══ Dataset extract ══
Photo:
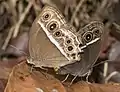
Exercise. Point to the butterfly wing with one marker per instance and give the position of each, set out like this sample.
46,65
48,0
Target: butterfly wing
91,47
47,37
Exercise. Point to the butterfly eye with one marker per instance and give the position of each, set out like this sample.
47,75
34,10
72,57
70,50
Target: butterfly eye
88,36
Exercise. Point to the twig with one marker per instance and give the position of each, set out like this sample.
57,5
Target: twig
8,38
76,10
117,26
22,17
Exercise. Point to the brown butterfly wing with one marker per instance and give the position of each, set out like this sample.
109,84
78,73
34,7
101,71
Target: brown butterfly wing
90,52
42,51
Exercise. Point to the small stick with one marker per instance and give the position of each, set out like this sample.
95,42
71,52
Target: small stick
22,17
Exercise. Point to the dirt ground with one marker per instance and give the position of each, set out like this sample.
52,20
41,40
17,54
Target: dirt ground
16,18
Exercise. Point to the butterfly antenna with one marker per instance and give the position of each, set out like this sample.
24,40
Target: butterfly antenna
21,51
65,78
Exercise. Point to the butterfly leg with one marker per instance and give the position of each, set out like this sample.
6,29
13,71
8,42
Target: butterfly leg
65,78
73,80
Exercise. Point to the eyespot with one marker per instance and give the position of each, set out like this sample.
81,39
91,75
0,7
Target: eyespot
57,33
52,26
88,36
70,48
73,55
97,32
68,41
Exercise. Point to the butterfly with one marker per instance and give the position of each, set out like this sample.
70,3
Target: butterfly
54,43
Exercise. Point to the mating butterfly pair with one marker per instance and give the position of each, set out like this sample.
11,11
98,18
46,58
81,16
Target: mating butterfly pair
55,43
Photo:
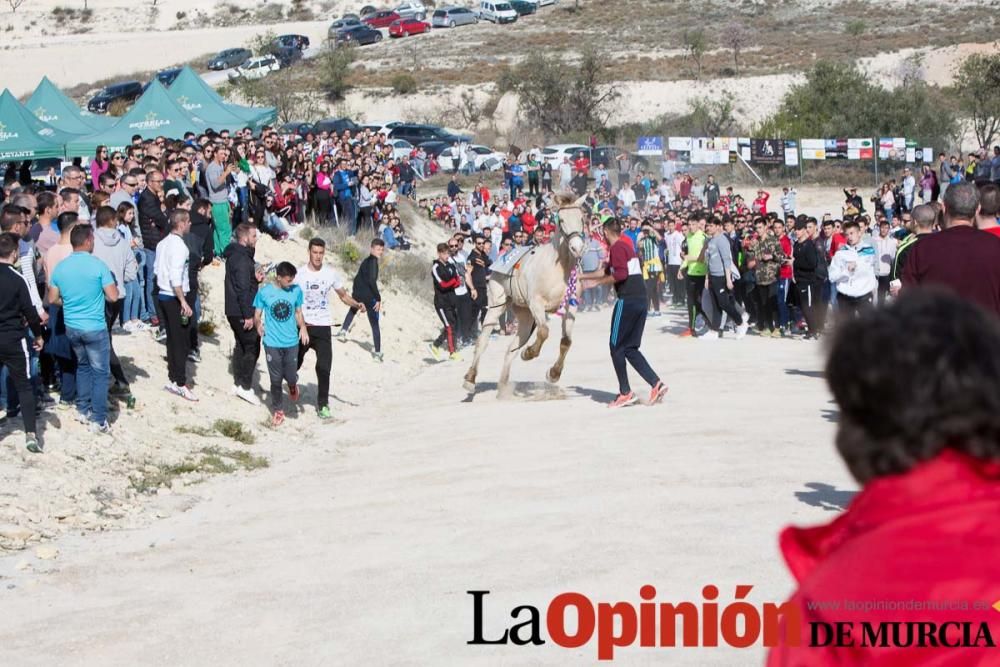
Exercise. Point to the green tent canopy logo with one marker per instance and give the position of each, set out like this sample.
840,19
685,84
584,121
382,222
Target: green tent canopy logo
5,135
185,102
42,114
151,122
═══
══ Dataset extract ══
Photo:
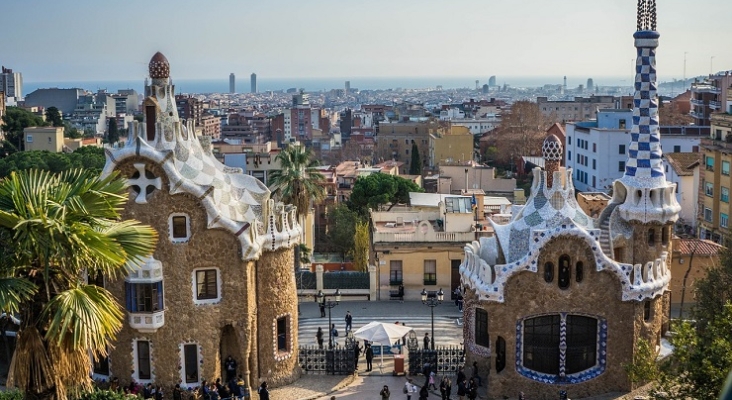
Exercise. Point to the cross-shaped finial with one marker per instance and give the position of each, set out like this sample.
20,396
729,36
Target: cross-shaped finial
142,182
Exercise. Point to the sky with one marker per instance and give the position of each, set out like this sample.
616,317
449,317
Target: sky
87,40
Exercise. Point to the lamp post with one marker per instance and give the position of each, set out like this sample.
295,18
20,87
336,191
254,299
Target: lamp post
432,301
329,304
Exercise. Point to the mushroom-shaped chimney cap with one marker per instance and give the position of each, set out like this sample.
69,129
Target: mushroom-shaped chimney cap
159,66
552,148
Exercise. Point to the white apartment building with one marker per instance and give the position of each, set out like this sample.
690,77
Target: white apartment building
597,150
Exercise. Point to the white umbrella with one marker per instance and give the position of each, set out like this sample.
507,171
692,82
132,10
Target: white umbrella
═══
# Written problem
Tally the lines in the material above that contain the string "shaped". Letter case counts, and the reply should be only the number.

# Response
4